_Your assignment_
Duplicate the full text on Soviet–Angolan and Russian–Angolan relations word for word.

_Study text_
§ §

Soviet–Angolan relations were strained at times during the 1980s, in part because Angola sought to upgrade diplomatic ties with the United States. Soviet leadership factions were divided over their nation's future role in Africa, and some Soviet negotiators objected to Angolan President José Eduardo dos Santos's concessions to the United States on the issue of "linkage". The region's intractable political problems, and the cost of maintaining Cuban troop support and equipping the MPLA-PT, weakened the Soviet commitment to the building of a Marxist-Leninist state in Angola.

Angolan leaders, in turn, complained about Soviet neglect—low levels of assistance, poor-quality personnel and matériel, and inadequate responses to complaints. Angola shared the cost of the Cuban military presence and sought to reduce these expenses, in part because many Angolan citizens felt the immediate drain on economic resources and rising tensions in areas occupied by Cuban troops. Moreover, dos Santos complained that the Soviet Union dealt with Angola opportunistically—purchasing Angolan coffee at low prices and re-exporting it at a substantial profit, overfishing in Angolan waters, and driving up local food prices.

Angola condemned Russia regarding the Russian invasion of Ukraine.

==Economic relations==
Compared to the Soviet era, trade between Russia and Angola is now quite minimal. In 2016, exports from Russia to Angola amounted to US$567.9 million and Angolan exports to Russia amounted to just US$14,942.

During 2017 to 2021, exports from Russia to Angola were much lower with US$184m in 2021, imports from Angola were US$425,380 during 2021.

§ §

_Extracted data entries_
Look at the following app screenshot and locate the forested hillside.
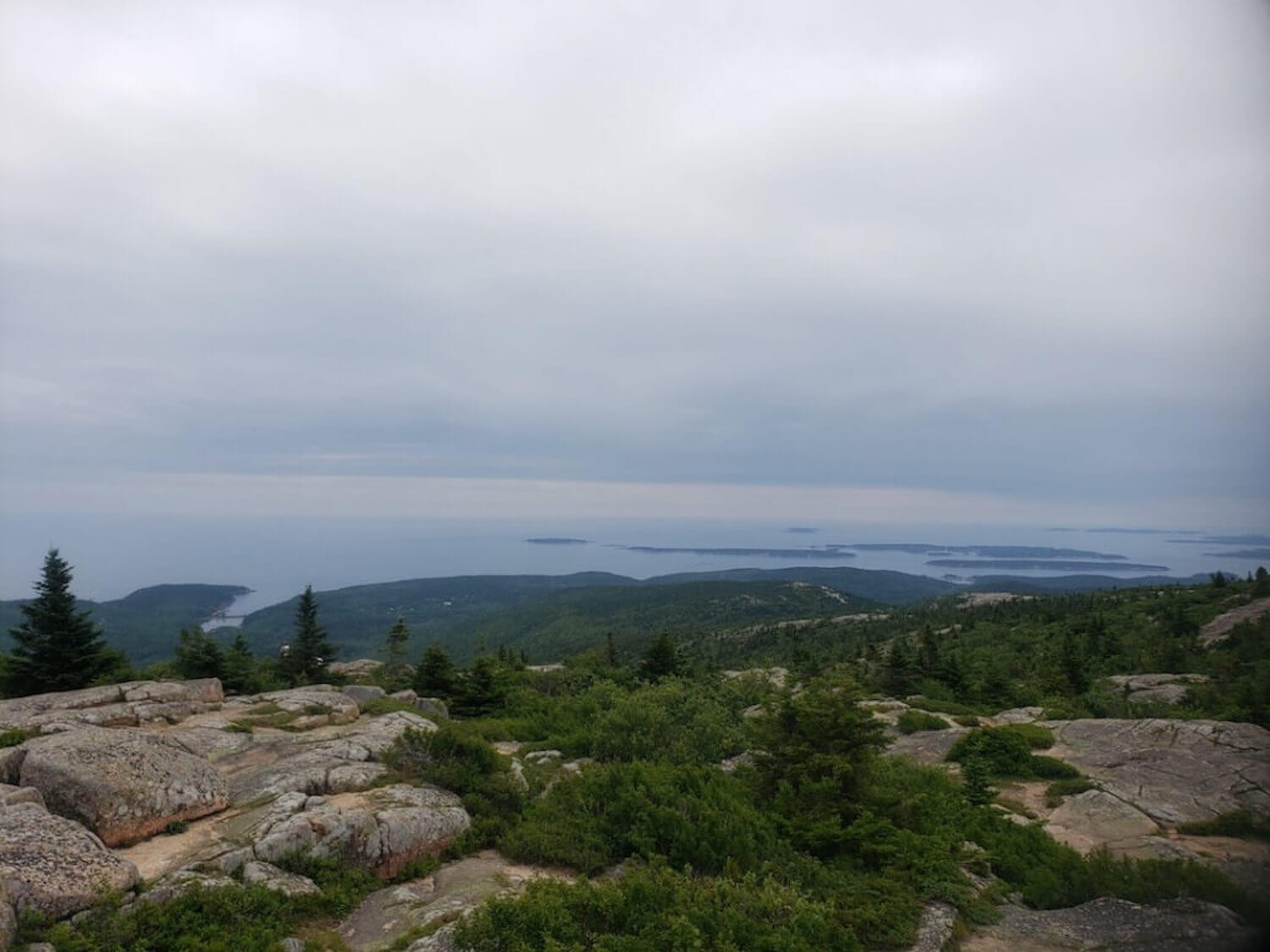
[0,586,251,664]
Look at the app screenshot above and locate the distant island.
[624,546,856,559]
[926,559,1168,573]
[831,542,1125,561]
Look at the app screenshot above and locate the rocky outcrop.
[1199,598,1270,647]
[243,860,322,896]
[19,728,229,845]
[251,784,472,878]
[0,804,139,918]
[225,685,362,731]
[328,658,384,680]
[218,711,437,802]
[1107,674,1208,705]
[962,899,1257,952]
[1046,718,1270,828]
[338,850,563,952]
[0,678,225,734]
[345,685,388,707]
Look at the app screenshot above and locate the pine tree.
[414,644,455,698]
[7,548,116,696]
[175,626,225,678]
[384,614,411,678]
[642,631,681,680]
[282,586,335,685]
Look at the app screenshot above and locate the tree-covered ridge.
[0,586,251,664]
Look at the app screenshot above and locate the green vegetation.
[947,724,1081,779]
[0,586,251,665]
[5,548,122,696]
[896,711,949,734]
[279,586,335,685]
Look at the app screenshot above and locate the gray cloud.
[0,0,1270,518]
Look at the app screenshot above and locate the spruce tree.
[414,642,456,698]
[282,586,335,685]
[221,631,261,695]
[7,548,114,696]
[384,614,411,682]
[642,631,682,680]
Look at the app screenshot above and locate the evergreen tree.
[414,642,455,698]
[221,632,261,695]
[282,586,335,685]
[642,631,681,680]
[7,548,117,696]
[175,626,225,678]
[384,614,411,680]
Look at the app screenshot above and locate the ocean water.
[0,515,1270,612]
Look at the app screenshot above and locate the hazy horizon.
[0,0,1270,566]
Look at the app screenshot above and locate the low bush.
[947,725,1081,781]
[384,723,526,852]
[500,763,776,873]
[896,711,949,734]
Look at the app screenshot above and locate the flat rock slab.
[886,728,965,764]
[1199,598,1270,645]
[962,899,1257,952]
[340,850,561,952]
[19,728,229,845]
[1046,790,1160,853]
[1046,718,1270,828]
[216,711,437,804]
[249,784,472,878]
[0,678,225,735]
[0,804,139,918]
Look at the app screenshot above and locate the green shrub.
[500,763,776,873]
[947,725,1081,779]
[384,721,525,850]
[362,696,419,718]
[995,724,1054,751]
[455,865,860,952]
[896,711,949,734]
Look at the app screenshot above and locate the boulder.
[0,678,225,735]
[19,728,229,845]
[253,784,472,878]
[345,685,388,707]
[243,860,322,896]
[1046,790,1160,853]
[328,658,384,680]
[225,685,362,731]
[0,804,140,919]
[338,850,563,952]
[962,899,1255,952]
[908,903,957,952]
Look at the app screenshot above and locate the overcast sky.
[0,0,1270,527]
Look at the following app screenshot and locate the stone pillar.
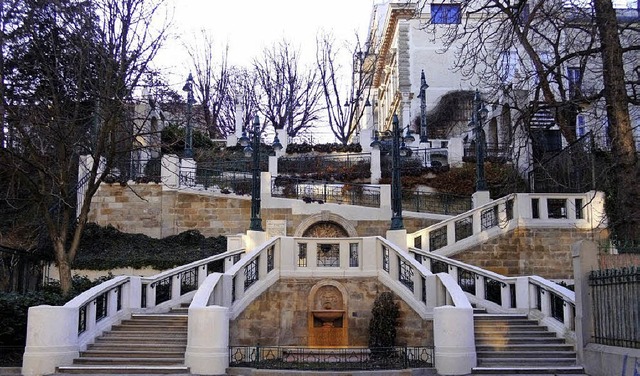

§ §

_Exercise answer_
Soviet–Angolan relations were strained at times during the 1980s, in part because Angola sought to upgrade diplomatic ties with the United States. Soviet leadership factions were divided over their nation's future role in Africa, and some Soviet negotiators objected to Angolan President José Eduardo dos Santos's concessions to the United States on the issue of "linkage". The region's intractable political problems, and the cost of maintaining Cuban troop support and equipping the MPLA-PT, weakened the Soviet commitment to the building of a Marxist-Leninist state in Angola.

Angolan leaders, in turn, complained about Soviet neglect—low levels of assistance, poor-quality personnel and matériel, and inadequate responses to complaints. Angola shared the cost of the Cuban military presence and sought to reduce these expenses, in part because many Angolan citizens felt the immediate drain on economic resources and rising tensions in areas occupied by Cuban troops. Moreover, dos Santos complained that the Soviet Union dealt with Angola opportunistically—purchasing Angolan coffee at low prices and re-exporting it at a substantial profit, overfishing in Angolan waters, and driving up local food prices.

Angola condemned Russia regarding the Russian invasion of Ukraine.

==Economic relations==
Compared to the Soviet era, trade between Russia and Angola is now quite minimal. In 2016, exports from Russia to Angola amounted to US$567.9 million and Angolan exports to Russia amounted to just US$14,942.

During 2017 to 2021, exports from Russia to Angola were much lower with US$184m in 2021, imports from Angola were US$425,380 during 2021.